Segment Open
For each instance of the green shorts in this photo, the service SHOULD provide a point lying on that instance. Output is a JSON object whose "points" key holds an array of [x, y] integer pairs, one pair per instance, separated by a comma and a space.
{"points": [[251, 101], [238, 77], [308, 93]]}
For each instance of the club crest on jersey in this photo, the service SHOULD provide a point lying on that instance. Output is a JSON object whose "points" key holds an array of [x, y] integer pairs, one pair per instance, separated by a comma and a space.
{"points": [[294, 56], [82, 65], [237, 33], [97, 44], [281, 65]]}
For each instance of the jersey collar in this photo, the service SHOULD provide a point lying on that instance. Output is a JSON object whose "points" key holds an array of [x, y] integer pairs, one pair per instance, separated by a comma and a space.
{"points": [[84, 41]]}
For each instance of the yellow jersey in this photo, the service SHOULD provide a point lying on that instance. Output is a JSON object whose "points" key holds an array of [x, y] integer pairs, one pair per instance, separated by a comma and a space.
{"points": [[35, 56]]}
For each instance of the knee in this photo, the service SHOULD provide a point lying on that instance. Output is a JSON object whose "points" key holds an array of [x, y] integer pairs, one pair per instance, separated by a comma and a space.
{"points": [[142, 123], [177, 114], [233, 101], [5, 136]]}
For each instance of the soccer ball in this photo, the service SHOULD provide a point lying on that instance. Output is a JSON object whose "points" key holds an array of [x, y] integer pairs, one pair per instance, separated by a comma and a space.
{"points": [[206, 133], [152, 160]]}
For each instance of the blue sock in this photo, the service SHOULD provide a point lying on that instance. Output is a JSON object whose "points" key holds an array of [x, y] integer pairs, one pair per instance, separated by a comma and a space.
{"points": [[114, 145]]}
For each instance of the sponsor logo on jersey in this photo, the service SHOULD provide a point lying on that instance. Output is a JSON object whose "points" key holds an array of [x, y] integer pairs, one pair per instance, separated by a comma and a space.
Segment Closed
**Task item**
Your task is to transcribe the line containing "For each instance of the blue" and every line after it, through the last line of the data, exactly as written and with nothing more.

**Answer space**
For each instance of the blue sock in this photo, the service SHOULD provide a point lying on that instance. Output is a JSON object whose "points" key holds an array of [x, y] integer pairs, one pair per instance, separated by a comma and a space.
{"points": [[114, 145]]}
For each instance of the sponsor logo on jersey in this photo, the service SHOULD provide a point lying on that instance. Output is a JSON object whose "points" key holds an array of [x, y] integer pairs, one pair per instance, separated by a comma and a space.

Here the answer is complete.